→ **What you will do**
- 1) In the kernel issue thread, which software does the reporter name as an example of x64 emulation affected by the 39-bit limit?
- 2) Please list every kernel configuration setting, with its value, that the reporter in the kernel issue thread proposes.
- 3) Write the next part of the kernel issue thread, starting after its final reply.

→ **Extract provided**
========================================

CTCaer / switch-l4t-kernel-4.9

Other
46 stars 5 forks source link

only 39bit of virtual address space available #6

Closed theofficialgman closed 4 months ago

theofficialgman commented 4 months ago

using 39bits of virtual address space causes issues primarily on emulation of x64 software (such as wine with box64) and it would be better to build the kernel with 48bits of virtual address space. the following args (though all are not explicitly necessary since they are dependencies of one another) achieve that.

# guarantee 4K pages, this is the default
CONFIG_ARM64_4K_PAGES=y
# enable 48bits virtual address space size
CONFIG_ARM64_VA_BITS_48=y
# set default virtual address space size to 48bits (default when CONFIG_ARM64_VA_BITS_48=y)
CONFIG_ARM64_VA_BITS=48

I have tested these args and they solve the issue I was seeing without causing any noticeable regressions (ram usage, tlb miss latency, gpu and cpu performance)

CTCaer commented 4 months ago

Certainly not. If x64 windows software emulation wants to stop being an emulation software, it will not impose the burden on the device. The implications of using 4 levels of translation on an extremely aged cpu with tiny caches and low ram are quite high. Especially when it's "just for fun/niche" and a less than subpar gaming experience because of that cpu.

Zero non-server aarch64 device uses that or even going to do so with a device curated kernel config. So someone can't just impose that change to millions of users, especially when it's easier to break sw made for the common used cfg than the other way around (it's very bad for a server sw to assume max va and break).

========================================

→ **Records**
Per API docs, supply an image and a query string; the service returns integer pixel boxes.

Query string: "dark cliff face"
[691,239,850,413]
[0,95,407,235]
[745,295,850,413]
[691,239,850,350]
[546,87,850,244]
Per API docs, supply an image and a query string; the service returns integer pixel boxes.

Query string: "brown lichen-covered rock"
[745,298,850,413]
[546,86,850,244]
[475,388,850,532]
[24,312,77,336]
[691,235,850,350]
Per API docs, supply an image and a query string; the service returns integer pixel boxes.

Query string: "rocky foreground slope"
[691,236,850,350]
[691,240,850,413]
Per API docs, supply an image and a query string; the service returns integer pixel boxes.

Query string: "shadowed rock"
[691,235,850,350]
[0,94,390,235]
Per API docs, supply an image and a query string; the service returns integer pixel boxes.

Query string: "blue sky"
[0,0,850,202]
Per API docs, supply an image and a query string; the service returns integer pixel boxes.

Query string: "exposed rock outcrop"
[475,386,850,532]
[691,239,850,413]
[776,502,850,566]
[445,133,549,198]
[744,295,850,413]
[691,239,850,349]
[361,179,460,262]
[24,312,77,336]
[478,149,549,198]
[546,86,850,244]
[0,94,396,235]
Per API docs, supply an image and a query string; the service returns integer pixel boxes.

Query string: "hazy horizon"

========================================

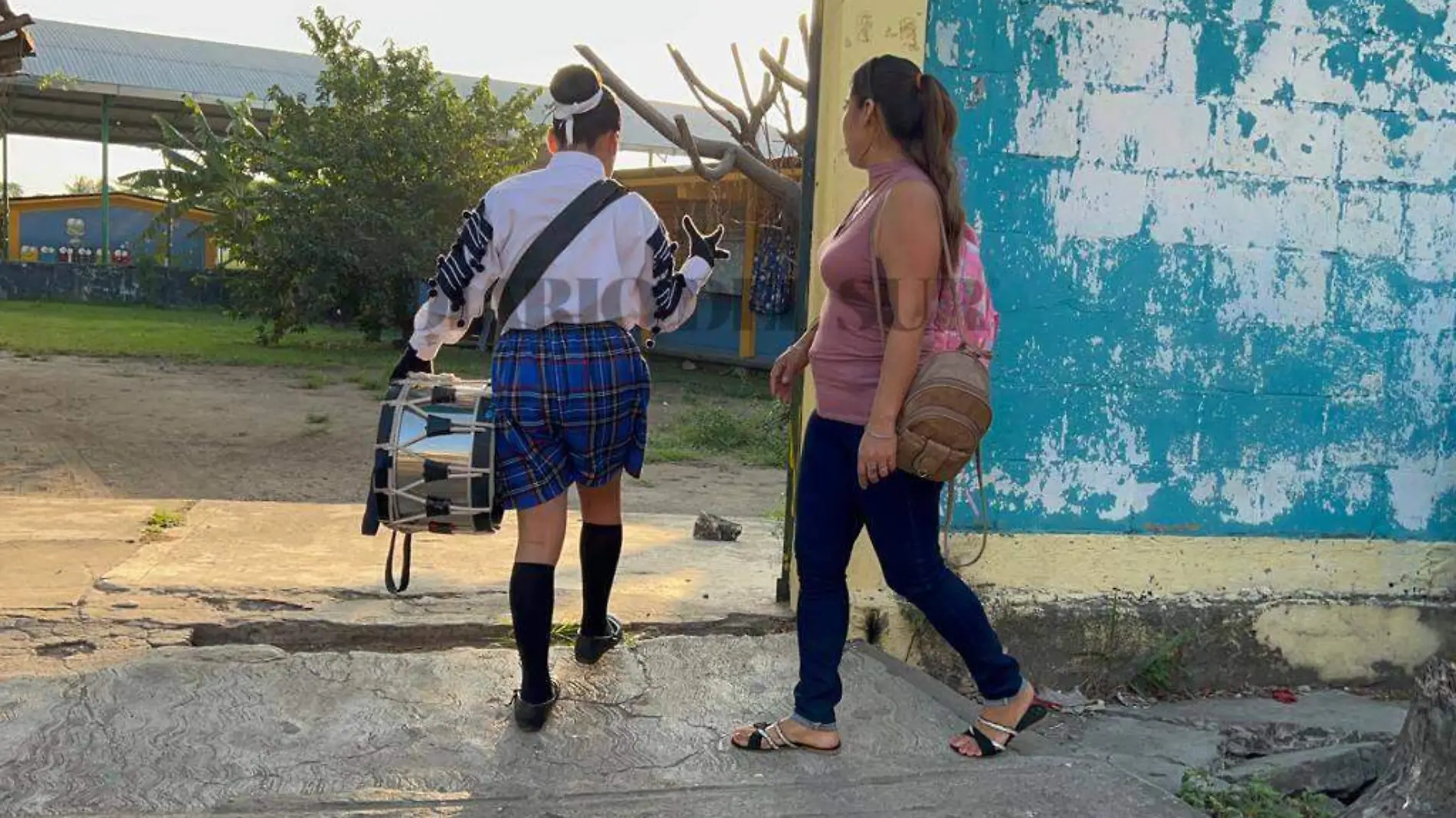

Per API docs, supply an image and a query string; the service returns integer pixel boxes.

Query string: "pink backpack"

========================================

→ **Results by task**
- 1) Wine with box64.

- 2)
- CONFIG_ARM64_4K_PAGES=y
- CONFIG_ARM64_VA_BITS_48=y
- CONFIG_ARM64_VA_BITS=48

- 3)
Every mmap implementation is designed to always give you any available mapping if requested one is not possible. That's also how you find out max va supported (and not randomly looking in procfs). It's not normal for sw to randomly decide one day and enforce a random new va limit and wanting hundreds of TBs of VA instead of the half TB it had.

So if you want that fixed, that's the wrong fix and here's the wrong repo.

And putting aside the perf implications, you can't even 4k map more than 0.2% of it (yeah that's not 2%). Where's the 39bit one at least can be mapped with only 1GB of ram wasted.

Any software should just check max and just go and normally use mmap with out of bounds or proper request and just use what it got back, since it's an available one.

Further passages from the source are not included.